Data records:
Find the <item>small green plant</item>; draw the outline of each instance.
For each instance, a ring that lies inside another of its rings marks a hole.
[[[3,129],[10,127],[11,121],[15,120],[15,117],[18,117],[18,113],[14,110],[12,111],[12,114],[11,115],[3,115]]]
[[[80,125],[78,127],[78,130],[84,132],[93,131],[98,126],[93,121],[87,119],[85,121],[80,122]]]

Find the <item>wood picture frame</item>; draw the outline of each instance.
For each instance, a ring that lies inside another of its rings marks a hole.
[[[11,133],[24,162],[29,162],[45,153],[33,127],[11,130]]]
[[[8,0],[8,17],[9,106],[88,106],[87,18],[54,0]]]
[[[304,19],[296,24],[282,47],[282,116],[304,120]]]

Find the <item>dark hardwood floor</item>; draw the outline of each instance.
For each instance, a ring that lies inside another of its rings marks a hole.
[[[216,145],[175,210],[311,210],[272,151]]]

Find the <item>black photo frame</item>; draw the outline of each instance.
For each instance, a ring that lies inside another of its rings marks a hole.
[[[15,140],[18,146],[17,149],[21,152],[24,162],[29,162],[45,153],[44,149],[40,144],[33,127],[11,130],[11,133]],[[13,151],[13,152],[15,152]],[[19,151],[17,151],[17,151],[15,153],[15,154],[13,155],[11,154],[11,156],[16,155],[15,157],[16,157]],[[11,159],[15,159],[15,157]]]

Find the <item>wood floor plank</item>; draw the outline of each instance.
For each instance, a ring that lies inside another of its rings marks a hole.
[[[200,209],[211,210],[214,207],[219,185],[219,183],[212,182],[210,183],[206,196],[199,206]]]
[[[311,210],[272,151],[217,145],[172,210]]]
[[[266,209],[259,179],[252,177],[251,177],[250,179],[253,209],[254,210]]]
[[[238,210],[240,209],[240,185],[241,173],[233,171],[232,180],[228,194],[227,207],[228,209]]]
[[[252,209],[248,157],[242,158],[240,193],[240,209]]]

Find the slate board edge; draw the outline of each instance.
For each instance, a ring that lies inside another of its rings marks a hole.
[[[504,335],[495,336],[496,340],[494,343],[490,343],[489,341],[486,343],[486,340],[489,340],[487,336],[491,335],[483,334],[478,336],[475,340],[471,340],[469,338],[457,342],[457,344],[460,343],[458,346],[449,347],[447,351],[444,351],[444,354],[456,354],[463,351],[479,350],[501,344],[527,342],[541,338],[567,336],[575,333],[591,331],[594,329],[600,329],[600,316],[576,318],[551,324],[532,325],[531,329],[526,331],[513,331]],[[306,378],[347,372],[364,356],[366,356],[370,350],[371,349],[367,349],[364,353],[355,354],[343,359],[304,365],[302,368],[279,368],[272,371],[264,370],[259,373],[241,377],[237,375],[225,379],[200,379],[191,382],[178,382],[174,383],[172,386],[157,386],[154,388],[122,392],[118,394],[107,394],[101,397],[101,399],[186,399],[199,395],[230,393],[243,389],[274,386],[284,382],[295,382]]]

• _PROBLEM DETAILS_
Rewrite all the data above, replacing every "instance" with "object" and leaving everything else unchanged.

• _EXERCISE SOLUTION_
Find the <item>small green plant</item>; draw the outline of each object.
For each object, a ring that lies inside another of its rings marks a hole.
[[[3,129],[10,127],[11,121],[15,120],[15,117],[18,117],[18,113],[14,110],[12,111],[12,114],[11,115],[3,115]]]
[[[80,125],[78,127],[78,130],[84,132],[93,131],[98,126],[93,121],[87,119],[85,121],[80,122]]]

Find the <item>wood picture frame</item>; draw the outline of each object.
For each object, a ring that lies inside another of its rings marks a hole.
[[[11,133],[24,162],[29,162],[45,153],[33,127],[11,130]]]
[[[8,0],[8,17],[9,106],[88,106],[87,18],[54,0]]]
[[[304,19],[296,24],[282,47],[282,116],[304,120]]]

Find the <item>dark hardwood floor</item>; draw the outline of each object.
For each object, a ring that lies inside another of its rings marks a hole.
[[[216,145],[175,210],[311,210],[272,151]]]

Find the <item>black photo frame</item>; draw the outline of each object.
For each object, a ring that lies inside another of its rings marks a hole.
[[[15,140],[18,146],[17,149],[21,152],[24,162],[29,162],[45,153],[44,149],[40,144],[33,127],[11,130],[11,133]],[[13,151],[13,152],[15,152]],[[19,151],[17,151],[17,151],[15,153],[15,154],[13,155],[11,154],[11,156],[16,155],[15,157],[16,157]],[[11,159],[15,159],[15,157]]]

Find the <item>wood floor plank</item>; draw the outline of each object.
For each object, a ring that lies inside another of its rings marks a hole.
[[[200,209],[211,210],[214,207],[219,185],[219,183],[212,182],[210,183],[206,196],[199,206]]]
[[[311,210],[272,151],[217,145],[172,210]]]
[[[266,209],[259,179],[252,177],[251,177],[250,179],[253,209],[254,210]]]
[[[238,210],[240,209],[240,185],[241,173],[233,171],[232,180],[228,194],[227,207],[228,209]]]
[[[252,209],[248,157],[242,158],[240,193],[240,209]]]

Find the slate board edge; draw the outline of each object.
For each object, a ring that lies inside another of its rings marks a hole.
[[[504,335],[495,336],[496,340],[494,343],[490,343],[489,341],[486,343],[486,340],[489,340],[487,336],[491,335],[483,334],[478,336],[475,340],[471,340],[469,338],[457,342],[457,344],[460,343],[458,346],[449,347],[447,351],[444,351],[444,354],[456,354],[463,351],[479,350],[501,344],[527,342],[541,338],[567,336],[575,333],[591,331],[594,329],[600,329],[600,316],[576,318],[551,324],[532,325],[531,329],[526,331],[513,331]],[[306,378],[347,372],[364,356],[366,356],[370,350],[371,349],[367,349],[364,353],[355,354],[343,359],[304,365],[302,368],[279,368],[272,371],[264,370],[259,373],[241,377],[237,375],[225,379],[200,379],[191,382],[178,382],[174,383],[172,386],[157,386],[154,388],[122,392],[118,394],[107,394],[101,397],[101,399],[186,399],[199,395],[230,393],[243,389],[274,386],[284,382],[295,382]]]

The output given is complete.